[BEGIN Source records]
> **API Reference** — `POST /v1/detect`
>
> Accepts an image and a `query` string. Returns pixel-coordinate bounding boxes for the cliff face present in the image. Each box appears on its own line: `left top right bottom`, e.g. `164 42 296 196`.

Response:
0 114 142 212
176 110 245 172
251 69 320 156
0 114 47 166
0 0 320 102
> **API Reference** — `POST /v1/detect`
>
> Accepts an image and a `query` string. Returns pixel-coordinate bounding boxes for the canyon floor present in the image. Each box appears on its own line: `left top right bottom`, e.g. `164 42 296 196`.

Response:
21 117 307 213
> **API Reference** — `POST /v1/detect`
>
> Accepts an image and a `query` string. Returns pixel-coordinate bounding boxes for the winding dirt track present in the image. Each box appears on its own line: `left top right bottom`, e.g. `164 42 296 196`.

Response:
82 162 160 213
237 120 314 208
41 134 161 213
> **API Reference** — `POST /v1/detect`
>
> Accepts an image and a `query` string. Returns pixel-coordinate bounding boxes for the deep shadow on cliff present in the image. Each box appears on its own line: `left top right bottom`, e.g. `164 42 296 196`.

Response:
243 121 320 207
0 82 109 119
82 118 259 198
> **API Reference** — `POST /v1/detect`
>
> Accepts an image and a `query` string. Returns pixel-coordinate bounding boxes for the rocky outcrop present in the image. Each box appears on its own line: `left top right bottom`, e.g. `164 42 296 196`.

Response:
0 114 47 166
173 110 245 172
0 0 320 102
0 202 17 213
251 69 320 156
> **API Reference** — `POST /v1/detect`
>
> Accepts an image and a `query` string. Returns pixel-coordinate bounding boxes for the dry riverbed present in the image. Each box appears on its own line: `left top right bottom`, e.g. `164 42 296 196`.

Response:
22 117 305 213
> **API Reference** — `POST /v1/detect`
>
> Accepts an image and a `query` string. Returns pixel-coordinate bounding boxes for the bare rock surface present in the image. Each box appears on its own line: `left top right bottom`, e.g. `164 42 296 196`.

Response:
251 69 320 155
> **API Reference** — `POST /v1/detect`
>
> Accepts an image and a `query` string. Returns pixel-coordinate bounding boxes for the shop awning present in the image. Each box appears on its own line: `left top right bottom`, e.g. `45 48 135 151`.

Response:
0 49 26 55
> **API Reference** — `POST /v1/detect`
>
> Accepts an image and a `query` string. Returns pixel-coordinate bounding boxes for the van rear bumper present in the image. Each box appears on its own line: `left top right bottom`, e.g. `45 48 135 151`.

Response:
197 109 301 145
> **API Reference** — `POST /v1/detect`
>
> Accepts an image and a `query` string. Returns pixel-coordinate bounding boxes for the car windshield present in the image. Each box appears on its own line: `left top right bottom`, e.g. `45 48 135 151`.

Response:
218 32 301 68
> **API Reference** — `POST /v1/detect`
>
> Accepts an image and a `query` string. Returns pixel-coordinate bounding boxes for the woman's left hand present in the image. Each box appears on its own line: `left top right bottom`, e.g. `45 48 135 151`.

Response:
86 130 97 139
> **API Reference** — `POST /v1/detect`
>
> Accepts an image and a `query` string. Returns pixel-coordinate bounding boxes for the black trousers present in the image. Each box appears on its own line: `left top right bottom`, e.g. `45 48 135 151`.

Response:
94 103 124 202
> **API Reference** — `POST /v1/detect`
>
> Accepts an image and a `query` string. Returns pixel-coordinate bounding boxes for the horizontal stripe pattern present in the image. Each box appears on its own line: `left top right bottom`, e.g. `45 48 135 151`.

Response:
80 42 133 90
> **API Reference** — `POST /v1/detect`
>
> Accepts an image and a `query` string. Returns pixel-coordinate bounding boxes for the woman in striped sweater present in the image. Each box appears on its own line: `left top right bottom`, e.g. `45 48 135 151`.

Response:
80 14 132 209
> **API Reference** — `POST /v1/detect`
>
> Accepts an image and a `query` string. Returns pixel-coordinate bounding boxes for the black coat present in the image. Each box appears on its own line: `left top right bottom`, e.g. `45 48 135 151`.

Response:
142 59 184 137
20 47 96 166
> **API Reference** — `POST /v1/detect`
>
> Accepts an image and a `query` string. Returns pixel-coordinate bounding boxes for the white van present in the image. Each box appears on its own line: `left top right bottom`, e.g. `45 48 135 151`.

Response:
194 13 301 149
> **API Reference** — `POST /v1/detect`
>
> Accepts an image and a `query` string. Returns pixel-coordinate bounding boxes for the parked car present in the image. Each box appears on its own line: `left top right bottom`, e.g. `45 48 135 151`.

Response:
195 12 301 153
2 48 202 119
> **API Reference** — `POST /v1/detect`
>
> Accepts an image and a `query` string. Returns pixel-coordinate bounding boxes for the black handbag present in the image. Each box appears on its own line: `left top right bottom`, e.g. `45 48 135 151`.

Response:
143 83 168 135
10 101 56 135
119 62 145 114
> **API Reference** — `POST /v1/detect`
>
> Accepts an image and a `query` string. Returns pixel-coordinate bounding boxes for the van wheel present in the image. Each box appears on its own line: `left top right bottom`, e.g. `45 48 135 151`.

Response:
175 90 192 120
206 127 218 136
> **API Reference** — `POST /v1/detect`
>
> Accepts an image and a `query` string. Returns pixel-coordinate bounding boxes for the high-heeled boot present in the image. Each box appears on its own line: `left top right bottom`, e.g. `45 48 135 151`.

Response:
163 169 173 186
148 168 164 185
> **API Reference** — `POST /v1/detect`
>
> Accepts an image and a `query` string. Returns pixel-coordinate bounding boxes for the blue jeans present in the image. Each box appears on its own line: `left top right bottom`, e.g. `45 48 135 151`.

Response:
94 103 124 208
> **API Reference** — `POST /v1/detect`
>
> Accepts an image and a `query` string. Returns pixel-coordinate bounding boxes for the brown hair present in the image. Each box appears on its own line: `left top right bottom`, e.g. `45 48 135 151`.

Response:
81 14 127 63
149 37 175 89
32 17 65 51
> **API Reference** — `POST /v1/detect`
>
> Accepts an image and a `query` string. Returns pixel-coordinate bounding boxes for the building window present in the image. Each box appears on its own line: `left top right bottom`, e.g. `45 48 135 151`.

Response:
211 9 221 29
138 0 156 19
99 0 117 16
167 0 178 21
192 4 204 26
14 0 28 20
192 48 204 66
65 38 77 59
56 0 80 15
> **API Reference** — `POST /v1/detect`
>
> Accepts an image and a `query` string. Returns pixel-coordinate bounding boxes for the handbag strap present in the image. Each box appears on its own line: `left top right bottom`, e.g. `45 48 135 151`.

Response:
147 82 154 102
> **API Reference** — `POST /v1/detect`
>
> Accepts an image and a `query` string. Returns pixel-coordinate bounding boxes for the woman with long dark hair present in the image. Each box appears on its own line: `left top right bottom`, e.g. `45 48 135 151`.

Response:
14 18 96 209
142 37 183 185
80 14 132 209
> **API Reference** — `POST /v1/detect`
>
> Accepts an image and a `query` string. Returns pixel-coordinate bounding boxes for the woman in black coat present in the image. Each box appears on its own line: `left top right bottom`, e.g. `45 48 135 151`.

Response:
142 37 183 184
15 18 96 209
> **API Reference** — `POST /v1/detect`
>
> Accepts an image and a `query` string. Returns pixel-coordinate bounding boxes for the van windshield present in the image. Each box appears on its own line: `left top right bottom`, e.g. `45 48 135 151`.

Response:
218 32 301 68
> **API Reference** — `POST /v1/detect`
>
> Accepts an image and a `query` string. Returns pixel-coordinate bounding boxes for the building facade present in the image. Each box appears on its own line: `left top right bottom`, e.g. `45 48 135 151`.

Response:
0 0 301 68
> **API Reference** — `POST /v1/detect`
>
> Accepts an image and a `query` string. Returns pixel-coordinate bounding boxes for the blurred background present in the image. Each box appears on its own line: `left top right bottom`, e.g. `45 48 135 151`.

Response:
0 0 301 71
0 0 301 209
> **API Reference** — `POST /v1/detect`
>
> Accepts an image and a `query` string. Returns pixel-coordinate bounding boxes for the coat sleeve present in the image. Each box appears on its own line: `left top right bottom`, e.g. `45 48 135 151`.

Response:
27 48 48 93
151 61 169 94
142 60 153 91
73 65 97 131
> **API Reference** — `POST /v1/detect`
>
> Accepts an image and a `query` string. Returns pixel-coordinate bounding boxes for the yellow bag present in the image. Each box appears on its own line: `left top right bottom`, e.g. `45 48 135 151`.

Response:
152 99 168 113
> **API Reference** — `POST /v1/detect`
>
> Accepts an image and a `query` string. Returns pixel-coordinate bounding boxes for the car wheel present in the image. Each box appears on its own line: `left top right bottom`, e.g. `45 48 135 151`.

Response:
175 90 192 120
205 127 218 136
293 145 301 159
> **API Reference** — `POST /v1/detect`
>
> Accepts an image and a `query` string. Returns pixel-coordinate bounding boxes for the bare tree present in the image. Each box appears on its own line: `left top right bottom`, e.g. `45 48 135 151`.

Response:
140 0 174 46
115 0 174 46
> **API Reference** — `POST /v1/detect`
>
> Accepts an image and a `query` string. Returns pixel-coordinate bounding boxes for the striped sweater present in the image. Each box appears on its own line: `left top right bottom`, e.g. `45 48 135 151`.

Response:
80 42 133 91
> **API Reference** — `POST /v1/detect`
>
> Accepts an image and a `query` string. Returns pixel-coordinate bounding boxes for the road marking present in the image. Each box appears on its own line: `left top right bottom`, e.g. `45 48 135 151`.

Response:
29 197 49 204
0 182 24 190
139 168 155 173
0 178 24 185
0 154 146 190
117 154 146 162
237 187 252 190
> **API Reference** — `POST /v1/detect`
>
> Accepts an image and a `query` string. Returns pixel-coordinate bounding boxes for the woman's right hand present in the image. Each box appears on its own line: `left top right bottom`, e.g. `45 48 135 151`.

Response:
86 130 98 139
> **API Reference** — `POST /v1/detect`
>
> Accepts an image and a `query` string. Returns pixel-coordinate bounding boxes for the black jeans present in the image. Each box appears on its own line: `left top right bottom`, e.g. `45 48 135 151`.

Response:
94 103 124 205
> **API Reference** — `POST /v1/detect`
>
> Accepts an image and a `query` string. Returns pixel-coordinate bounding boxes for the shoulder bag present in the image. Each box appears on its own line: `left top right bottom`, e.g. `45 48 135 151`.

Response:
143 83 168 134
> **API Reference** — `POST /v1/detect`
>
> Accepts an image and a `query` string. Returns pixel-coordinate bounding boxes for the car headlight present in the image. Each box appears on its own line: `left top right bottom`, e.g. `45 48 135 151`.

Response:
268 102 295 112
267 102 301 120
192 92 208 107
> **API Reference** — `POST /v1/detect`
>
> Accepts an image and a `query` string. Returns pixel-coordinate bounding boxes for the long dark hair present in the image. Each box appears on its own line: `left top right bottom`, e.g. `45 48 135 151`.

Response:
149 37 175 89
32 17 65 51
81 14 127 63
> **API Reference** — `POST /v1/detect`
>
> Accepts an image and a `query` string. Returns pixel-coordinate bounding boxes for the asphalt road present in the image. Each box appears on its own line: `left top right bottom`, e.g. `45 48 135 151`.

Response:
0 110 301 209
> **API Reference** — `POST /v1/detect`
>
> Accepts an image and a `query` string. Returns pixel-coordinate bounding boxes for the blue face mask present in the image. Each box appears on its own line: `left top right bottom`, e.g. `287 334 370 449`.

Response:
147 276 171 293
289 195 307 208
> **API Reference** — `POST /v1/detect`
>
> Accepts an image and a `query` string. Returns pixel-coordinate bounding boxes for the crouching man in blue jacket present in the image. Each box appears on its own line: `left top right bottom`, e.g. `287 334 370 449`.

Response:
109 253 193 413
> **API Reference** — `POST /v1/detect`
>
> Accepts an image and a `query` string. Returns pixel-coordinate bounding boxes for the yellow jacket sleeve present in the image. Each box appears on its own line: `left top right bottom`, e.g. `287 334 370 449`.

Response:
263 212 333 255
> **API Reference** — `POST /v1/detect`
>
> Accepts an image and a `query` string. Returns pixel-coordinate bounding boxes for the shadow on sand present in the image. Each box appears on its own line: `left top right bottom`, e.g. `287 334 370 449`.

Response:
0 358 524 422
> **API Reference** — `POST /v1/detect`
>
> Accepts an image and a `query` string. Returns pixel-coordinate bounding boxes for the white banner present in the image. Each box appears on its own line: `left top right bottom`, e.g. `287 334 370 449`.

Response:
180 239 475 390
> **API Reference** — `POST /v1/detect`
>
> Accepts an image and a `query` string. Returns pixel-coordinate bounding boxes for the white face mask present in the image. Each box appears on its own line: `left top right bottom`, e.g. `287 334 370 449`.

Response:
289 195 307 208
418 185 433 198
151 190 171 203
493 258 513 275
[END Source records]
Pick out and copy each line of the entries above that contains the string "windshield". Case counts, so only exact-case matches qualify.

> Accepts an image and a `query` string. Returns pixel-coordinate bounding boxes for the car windshield present in the image. Each box appears on its own line: `left top right bottom`, e.g. `45 48 135 151`.
> Accepts an image and a `query` string. Returns pixel-coordinate bounding boxes for the van windshield present in the image. Each box appears on its own line: `left top right bottom`, e.g. `45 48 135 151`.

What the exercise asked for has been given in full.